__本文抜粋__:

++++++++

9月14日(木)・15日(金)の2日間にわたり、関西学院大学西宮上ヶ原キャンパス(兵庫県西宮市)で行われた公益社団法人日本オペレーションズ・リサーチ学会主催の秋季研究発表会に、主に社会情報科学部及び情報科学研究科の教員・学生が参画しました。

日本オペレーションズ・リサーチ学会(以下日本OR学会)は、1957年に設立された学会で、オペレーションズ・リサーチ(以下OR)の理論の研究や手法の開発をはじめ、企業経営や行政における具体的な問題への手法の活用を図るとともに、学会会員相互の情報交換や海外との交流を積極的に推進しています。日本OR学会では、春と秋に研究発表会を開催しており、今回、社会情報科学部及び情報科学研究科の木庭淳教授が本研究発表会の実行委員長を務めました。そして、本研究発表会の1日目に減災復興政策研究科長の永野康行教授が、招待講演として行われた特別講演1に登壇し、2日目には、今年3月に日本OR学会「第9回近藤賞」を受賞した情報科学研究科長の加藤直樹教授が、近藤賞受賞記念講演に登壇しました。

++++++++

__保存データ__:
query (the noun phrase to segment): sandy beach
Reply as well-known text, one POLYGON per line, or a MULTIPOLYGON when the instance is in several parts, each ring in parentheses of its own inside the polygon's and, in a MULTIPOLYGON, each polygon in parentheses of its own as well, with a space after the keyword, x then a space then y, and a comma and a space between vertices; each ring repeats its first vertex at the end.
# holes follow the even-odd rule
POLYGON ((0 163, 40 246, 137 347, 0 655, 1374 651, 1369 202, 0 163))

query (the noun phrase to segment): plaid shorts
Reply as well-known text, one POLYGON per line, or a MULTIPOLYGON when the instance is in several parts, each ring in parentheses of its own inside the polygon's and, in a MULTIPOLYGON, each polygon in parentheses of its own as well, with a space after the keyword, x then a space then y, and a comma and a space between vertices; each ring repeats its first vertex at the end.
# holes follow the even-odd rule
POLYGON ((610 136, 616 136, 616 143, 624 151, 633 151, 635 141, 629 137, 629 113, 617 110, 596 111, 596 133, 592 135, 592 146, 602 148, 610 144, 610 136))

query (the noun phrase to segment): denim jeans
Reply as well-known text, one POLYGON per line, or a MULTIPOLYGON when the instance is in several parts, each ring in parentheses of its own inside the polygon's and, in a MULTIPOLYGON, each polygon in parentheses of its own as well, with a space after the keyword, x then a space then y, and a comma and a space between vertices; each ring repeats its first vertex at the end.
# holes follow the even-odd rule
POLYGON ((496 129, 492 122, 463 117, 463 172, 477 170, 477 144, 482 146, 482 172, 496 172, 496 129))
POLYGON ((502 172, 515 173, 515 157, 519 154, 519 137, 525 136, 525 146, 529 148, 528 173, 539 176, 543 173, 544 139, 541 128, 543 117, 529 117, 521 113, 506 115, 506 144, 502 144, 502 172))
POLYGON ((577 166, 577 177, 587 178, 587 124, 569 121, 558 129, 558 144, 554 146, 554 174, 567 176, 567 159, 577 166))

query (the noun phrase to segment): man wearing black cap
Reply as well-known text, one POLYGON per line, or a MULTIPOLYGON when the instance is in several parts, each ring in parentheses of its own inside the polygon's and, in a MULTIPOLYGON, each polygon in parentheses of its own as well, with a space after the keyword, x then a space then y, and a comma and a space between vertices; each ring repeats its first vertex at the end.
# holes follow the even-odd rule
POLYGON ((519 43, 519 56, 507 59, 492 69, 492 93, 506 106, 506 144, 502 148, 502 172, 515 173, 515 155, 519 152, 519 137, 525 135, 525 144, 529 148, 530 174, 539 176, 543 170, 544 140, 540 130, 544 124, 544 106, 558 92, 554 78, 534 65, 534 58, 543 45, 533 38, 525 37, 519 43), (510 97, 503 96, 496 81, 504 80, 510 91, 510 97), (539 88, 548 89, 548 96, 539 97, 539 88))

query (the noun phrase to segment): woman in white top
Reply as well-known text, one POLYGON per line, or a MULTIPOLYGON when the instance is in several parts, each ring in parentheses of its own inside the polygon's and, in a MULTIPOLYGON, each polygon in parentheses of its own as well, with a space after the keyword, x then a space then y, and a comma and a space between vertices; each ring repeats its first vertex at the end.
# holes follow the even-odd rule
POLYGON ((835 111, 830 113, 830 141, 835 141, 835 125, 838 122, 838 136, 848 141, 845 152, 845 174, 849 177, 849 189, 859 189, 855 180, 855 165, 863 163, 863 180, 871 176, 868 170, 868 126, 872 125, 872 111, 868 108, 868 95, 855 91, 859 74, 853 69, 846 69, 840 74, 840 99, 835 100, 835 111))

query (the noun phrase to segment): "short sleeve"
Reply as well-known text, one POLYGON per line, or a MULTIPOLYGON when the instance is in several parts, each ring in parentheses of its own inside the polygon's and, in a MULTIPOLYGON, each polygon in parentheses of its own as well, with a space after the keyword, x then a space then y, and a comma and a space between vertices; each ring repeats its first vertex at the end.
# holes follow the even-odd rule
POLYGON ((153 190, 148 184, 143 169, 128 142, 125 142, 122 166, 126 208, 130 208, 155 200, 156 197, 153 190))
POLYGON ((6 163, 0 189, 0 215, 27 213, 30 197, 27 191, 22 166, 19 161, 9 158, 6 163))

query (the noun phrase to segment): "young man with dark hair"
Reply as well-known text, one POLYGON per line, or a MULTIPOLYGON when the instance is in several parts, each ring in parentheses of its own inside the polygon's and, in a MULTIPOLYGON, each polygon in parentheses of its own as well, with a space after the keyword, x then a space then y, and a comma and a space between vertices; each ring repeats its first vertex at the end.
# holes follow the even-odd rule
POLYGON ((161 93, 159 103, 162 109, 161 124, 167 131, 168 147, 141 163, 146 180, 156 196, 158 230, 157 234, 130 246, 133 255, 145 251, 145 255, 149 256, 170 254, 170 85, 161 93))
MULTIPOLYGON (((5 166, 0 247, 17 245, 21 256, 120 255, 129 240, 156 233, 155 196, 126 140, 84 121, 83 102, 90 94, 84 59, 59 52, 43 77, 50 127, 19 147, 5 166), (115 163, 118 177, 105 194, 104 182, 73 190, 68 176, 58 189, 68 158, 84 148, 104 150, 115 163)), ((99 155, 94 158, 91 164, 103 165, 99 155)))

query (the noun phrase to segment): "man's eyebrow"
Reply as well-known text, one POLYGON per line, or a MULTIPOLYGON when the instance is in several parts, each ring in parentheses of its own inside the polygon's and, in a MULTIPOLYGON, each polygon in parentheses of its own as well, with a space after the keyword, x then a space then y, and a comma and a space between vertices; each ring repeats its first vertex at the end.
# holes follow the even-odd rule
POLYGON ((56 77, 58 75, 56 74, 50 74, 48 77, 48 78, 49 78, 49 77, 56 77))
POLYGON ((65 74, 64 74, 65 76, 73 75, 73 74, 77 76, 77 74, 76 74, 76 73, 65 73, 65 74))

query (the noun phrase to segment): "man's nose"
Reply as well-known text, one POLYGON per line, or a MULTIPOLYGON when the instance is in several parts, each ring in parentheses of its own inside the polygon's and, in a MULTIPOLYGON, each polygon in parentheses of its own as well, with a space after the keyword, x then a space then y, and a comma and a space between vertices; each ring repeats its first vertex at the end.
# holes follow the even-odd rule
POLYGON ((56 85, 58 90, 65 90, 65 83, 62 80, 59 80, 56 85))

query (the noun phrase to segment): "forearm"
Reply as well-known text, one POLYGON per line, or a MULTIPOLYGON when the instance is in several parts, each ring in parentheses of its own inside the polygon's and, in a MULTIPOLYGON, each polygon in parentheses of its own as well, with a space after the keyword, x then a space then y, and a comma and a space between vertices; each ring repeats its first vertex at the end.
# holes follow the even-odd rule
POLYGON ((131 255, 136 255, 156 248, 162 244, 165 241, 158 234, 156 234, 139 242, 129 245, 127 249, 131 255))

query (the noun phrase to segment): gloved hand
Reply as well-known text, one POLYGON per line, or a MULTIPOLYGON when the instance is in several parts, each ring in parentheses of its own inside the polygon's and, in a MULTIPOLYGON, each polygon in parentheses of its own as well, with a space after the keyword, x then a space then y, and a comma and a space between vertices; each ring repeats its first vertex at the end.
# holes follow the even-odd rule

++++++++

__課題一覧__:
1. OR学会の研究発表会の本文によると、日本OR学会が設立されたのは何年か。
2. OR学会の研究発表会の本文を、最後の文の後から書き進めよ。
項目は本文とは別の出典から取ったものだ。

__課題ごとの解答__:
1. 1957年。

2.
 

特別講演1(招待講演)「『減災復興学』を活用した新たなまちづくり」

永野教授は、特別講演1において「『減災復興学』を活用した新たなまちづくり」と題して講演を行いました。「構造設計実務者として建物を設計する際に実践してきた新しい試みについて」「減災復興学とは何か」「これからのまちづくりにおける提言として、減災復興学の視点を持って建物の設計をどのようにしていくのか。また、安全で安心なまちづくりを目指すアプローチについて」の3点を軸にして講演を展開し、減災復興学、シミュレーション学、分野横断の3点を講演のキーワードに挙げました。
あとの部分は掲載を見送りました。